County Executive Dow Constantine trekked east to Hobart — and into the sometimes-tenuous relationship between county government and rural King County residents — for a forum last week.

Constantine said unincorporated-area and rural residents stand to bear the brunt of looming cuts to county services, including King County Sheriff’s Office deputy layoffs and cutbacks to the county court system.

Contributed King County Executive Dow Constantine (left) addresses rural residents and the presidents of the six unincorporated area councils, including Four Creeks leader Tom Carpenter (far right), at a July 26 forum.

“There is significant disconnect between the cost of doing business and the dollars available,” he said during the July 26 meeting at Hobart Community Church. “We’re scrounging and scrapping to find ways to protect the quality of life for 2 million people in this county.”

What needs to be done
Write the next few paragraphs of the article about Dow Constantine's forum in Hobart, picking up after its final sentence. The listing after this point has nothing to do with what is asked.

Supplied material
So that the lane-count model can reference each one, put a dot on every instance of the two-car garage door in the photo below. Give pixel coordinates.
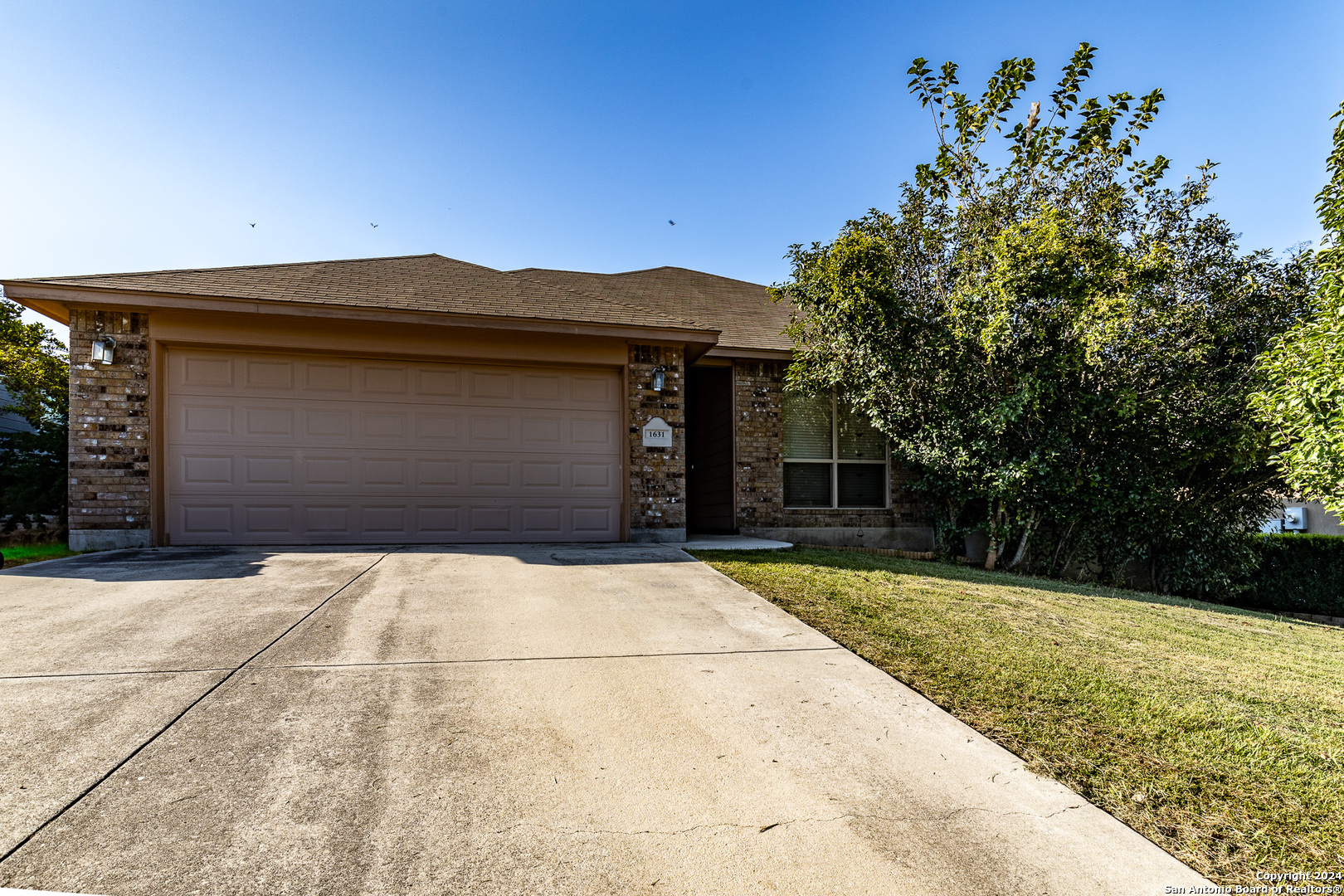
(279, 449)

Solved problem
Inside the overheated church, Constantine heard from leaders of the six unincorporated area councils — citizen groups elected by residents in regions as disparate as Vashon Island and rural Maple Valley. The unincorporated county is home to about 340,000 of the 1.9 million county residents.

The group includes Four Creeks, home to about 14,000 residents in a swath stretched between Issaquah and Renton. The area encompasses Maple Hills, May Valley, Mirrormont and other communities south of Issaquah city limits.